## Data extracted from a collection
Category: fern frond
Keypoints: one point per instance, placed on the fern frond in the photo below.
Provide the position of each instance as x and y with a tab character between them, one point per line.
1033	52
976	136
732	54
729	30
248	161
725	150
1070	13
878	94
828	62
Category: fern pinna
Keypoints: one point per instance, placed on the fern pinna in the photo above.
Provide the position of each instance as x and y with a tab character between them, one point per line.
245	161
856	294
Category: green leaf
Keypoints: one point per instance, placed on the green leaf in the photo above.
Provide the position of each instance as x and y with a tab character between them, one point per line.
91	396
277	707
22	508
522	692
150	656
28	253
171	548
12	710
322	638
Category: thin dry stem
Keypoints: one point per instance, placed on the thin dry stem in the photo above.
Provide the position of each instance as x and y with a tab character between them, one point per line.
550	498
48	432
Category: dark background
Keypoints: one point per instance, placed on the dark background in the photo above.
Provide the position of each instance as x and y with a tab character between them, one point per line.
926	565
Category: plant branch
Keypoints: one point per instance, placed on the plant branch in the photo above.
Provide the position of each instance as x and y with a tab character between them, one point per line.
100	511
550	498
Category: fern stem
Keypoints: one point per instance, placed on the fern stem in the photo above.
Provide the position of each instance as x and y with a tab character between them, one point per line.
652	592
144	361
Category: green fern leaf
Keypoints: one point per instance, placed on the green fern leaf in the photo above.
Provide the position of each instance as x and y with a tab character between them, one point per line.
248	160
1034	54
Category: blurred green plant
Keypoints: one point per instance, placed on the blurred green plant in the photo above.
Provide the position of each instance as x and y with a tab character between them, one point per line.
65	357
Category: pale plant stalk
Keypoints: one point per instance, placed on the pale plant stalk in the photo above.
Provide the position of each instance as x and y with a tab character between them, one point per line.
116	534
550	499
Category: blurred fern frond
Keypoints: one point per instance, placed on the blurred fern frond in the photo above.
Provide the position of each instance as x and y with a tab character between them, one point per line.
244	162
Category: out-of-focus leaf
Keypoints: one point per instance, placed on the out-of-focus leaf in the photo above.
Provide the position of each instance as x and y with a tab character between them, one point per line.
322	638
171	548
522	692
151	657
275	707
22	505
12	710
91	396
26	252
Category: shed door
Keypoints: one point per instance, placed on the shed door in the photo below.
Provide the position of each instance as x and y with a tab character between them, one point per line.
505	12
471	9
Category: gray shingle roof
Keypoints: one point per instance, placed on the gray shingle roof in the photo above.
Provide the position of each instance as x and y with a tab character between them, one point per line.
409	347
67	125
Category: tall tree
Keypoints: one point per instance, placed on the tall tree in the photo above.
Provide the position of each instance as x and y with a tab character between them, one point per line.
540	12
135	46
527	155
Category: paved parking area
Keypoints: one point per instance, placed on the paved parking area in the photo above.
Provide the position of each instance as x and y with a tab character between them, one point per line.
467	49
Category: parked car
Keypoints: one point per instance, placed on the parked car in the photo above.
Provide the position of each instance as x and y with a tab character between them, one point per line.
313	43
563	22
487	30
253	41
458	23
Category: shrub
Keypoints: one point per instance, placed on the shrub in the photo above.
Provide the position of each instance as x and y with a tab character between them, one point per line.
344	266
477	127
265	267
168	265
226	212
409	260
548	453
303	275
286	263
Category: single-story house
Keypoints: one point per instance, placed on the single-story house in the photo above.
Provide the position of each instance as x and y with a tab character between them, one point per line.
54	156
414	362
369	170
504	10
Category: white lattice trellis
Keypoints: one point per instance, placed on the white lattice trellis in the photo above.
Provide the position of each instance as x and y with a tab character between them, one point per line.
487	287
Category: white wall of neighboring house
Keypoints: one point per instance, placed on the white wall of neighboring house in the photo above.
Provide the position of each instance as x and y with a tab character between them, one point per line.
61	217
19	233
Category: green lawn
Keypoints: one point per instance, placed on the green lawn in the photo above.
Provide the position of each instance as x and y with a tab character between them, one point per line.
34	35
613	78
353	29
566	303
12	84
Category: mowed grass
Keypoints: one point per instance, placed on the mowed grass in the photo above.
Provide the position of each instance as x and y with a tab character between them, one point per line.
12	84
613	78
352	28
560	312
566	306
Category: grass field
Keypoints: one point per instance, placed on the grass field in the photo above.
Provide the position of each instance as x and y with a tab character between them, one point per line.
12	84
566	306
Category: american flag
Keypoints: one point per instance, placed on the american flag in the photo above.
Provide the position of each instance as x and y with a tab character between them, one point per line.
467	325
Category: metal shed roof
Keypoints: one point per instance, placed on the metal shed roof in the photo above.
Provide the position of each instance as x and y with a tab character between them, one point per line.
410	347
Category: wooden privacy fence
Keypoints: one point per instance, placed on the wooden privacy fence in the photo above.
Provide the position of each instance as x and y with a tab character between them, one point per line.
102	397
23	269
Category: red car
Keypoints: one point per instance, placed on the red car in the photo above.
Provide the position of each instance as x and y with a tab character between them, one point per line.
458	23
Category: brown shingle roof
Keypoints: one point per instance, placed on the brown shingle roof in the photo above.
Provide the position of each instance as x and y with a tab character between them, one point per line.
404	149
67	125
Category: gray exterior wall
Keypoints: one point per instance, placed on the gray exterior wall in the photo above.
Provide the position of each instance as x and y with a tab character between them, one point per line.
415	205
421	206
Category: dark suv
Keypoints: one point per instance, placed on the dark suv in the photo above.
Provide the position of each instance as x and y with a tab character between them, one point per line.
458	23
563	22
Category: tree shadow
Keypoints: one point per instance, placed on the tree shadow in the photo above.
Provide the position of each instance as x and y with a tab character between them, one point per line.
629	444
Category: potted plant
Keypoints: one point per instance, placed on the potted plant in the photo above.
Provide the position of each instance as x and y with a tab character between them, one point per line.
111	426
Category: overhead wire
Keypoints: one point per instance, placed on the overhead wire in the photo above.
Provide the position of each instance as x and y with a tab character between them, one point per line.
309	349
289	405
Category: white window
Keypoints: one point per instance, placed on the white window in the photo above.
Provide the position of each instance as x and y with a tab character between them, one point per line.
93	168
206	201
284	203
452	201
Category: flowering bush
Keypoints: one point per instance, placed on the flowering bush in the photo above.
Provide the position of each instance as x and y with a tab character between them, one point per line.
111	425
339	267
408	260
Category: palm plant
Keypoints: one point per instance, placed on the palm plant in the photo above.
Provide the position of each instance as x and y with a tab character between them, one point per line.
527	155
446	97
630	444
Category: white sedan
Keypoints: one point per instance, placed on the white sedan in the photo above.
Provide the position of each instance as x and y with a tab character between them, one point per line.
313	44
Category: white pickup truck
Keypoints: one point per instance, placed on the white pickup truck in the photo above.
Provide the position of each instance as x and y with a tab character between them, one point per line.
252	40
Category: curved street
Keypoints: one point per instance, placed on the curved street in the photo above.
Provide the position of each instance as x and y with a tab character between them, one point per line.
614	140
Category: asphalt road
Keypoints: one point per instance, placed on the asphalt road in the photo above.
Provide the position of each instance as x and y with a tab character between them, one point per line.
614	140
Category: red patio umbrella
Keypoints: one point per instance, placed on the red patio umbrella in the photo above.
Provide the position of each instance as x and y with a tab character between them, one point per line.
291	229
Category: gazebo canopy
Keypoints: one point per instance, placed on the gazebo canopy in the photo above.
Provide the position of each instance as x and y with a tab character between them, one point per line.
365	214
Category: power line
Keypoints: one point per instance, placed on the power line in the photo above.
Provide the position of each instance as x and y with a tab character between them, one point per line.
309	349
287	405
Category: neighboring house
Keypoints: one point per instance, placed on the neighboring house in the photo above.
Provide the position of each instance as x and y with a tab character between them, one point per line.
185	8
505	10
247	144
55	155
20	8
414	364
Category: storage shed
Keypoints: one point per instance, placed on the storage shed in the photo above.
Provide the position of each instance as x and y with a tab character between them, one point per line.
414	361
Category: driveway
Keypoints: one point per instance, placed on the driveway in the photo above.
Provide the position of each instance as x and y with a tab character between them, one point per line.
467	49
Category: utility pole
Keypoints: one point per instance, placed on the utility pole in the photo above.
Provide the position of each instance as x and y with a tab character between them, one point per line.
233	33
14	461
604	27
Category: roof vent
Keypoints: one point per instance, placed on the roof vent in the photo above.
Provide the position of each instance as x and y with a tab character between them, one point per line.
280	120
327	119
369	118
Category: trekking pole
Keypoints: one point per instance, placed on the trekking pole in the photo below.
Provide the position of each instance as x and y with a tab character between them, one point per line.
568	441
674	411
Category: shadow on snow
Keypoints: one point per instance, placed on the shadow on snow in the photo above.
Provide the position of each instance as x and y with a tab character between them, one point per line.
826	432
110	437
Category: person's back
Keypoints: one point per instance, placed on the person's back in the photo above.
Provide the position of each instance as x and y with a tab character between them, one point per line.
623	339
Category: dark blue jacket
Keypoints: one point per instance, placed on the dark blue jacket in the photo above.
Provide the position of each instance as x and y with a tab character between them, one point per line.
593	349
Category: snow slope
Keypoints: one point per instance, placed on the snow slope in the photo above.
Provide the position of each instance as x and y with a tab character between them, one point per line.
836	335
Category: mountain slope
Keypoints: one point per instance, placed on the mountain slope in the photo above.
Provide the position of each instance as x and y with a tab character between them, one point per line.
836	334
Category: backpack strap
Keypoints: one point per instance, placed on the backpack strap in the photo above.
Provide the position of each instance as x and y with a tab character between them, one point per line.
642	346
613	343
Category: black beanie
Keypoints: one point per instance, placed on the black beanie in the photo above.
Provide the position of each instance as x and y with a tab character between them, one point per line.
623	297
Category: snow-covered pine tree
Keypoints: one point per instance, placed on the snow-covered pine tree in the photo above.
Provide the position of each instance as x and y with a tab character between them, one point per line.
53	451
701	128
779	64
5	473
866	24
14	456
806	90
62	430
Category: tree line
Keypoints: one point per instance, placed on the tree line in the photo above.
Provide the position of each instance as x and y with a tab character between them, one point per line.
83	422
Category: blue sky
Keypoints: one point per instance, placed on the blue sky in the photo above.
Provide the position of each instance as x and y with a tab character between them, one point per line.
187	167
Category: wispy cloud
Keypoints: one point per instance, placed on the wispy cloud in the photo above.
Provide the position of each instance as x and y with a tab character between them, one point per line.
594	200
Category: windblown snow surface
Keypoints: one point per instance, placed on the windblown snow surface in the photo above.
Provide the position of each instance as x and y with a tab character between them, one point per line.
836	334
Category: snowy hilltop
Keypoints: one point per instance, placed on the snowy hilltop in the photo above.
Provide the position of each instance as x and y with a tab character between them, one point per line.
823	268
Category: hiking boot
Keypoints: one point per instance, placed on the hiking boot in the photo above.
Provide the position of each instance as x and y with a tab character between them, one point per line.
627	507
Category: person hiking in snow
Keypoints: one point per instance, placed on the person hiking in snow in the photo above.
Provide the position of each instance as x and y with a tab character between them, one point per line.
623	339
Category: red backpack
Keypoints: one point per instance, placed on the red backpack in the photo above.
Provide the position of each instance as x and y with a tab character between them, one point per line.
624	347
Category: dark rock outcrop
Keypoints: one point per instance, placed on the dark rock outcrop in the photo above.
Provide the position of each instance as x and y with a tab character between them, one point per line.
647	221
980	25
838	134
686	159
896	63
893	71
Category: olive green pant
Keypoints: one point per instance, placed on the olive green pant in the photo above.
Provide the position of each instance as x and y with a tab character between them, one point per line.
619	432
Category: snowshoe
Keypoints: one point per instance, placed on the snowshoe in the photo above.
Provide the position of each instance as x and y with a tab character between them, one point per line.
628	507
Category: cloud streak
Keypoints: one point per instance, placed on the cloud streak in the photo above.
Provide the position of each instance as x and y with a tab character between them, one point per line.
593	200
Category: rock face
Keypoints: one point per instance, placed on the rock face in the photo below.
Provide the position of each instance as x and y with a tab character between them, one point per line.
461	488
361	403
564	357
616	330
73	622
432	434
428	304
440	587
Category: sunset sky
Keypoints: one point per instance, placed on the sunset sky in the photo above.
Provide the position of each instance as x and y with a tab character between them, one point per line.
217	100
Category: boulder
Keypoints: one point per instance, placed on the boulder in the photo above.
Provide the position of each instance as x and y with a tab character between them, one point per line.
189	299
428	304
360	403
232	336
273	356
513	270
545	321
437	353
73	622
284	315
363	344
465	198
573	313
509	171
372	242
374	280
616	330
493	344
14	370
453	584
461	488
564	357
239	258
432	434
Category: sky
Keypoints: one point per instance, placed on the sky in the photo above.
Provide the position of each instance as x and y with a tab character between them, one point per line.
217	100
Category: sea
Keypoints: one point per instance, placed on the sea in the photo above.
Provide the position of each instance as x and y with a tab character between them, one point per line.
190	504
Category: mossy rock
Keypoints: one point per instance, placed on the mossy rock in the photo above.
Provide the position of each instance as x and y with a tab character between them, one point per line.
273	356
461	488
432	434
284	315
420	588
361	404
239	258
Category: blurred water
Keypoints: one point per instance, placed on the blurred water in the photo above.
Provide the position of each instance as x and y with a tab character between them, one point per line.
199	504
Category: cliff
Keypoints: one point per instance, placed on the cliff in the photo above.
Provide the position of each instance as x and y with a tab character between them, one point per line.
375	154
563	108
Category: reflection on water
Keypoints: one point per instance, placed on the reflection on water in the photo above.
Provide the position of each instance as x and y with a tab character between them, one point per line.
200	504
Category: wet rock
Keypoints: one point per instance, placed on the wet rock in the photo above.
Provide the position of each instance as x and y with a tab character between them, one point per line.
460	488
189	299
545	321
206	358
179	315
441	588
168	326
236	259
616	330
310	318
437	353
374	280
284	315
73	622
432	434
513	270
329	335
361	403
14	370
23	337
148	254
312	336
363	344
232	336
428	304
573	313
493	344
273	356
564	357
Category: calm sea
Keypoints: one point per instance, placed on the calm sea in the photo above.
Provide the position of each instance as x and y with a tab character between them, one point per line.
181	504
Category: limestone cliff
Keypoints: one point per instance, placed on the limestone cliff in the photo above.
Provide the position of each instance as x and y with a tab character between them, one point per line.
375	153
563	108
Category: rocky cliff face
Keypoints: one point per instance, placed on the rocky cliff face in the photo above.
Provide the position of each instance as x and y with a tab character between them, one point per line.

## REQUIRED ACTION
The number alone is wanted: how many lines of the records above include the string "cliff".

## FINAL ANSWER
6